▸ Data to use
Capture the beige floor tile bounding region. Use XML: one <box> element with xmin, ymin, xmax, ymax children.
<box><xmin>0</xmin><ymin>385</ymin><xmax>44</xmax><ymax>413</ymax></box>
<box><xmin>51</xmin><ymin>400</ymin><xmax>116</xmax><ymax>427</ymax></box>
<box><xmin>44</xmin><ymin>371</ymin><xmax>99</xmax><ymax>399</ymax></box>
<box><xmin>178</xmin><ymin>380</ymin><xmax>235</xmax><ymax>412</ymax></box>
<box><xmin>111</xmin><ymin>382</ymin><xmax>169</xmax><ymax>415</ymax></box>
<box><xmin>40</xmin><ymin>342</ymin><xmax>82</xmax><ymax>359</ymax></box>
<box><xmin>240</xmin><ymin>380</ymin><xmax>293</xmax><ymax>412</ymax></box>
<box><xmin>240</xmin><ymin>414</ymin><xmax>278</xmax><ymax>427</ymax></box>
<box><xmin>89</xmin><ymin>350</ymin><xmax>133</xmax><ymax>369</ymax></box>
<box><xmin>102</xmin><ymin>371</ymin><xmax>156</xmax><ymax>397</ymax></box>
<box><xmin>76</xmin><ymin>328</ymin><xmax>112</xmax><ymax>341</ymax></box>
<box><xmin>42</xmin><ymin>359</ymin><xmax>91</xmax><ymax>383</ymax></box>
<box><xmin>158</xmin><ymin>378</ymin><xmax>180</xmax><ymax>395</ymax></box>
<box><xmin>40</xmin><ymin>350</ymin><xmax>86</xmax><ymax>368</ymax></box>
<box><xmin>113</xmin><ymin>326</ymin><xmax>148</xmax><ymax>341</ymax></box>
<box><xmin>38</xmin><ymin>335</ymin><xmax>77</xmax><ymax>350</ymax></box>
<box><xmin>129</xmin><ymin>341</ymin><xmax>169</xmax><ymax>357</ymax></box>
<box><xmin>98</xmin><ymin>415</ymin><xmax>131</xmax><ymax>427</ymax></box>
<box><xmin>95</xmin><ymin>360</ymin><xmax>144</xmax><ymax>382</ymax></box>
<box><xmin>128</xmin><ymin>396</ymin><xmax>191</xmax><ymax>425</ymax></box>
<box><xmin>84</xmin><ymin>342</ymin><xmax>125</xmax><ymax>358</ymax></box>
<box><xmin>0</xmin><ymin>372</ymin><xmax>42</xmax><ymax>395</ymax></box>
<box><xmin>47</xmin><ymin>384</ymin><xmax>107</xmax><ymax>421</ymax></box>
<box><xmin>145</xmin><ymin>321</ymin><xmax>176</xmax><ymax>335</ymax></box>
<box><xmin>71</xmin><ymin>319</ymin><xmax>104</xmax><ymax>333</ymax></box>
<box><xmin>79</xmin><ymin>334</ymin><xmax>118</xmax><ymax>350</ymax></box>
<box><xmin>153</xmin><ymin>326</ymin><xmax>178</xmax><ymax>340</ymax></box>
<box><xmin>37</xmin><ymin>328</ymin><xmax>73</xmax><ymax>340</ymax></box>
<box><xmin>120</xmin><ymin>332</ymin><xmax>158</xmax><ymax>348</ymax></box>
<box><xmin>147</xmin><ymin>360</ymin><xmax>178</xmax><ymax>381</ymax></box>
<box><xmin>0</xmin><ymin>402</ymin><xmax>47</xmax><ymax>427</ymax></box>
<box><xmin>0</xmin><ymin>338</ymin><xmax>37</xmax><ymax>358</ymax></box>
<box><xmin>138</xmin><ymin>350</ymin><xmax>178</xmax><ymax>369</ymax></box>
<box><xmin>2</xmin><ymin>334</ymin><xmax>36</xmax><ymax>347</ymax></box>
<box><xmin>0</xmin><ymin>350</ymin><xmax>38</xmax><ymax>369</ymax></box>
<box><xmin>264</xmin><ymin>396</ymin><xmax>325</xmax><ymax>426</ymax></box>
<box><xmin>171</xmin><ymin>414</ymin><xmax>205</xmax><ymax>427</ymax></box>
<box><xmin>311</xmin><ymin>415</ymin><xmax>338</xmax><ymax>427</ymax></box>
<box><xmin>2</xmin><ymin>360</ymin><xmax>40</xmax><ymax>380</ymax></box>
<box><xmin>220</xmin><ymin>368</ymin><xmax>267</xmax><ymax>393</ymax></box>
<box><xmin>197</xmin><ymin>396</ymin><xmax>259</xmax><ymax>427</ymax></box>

▸ Set task
Count the lines of the data above that contain the string "beige", treating uppercase and lowercase letters as distinct. Reply with the number alone.

▸ Correct answer
1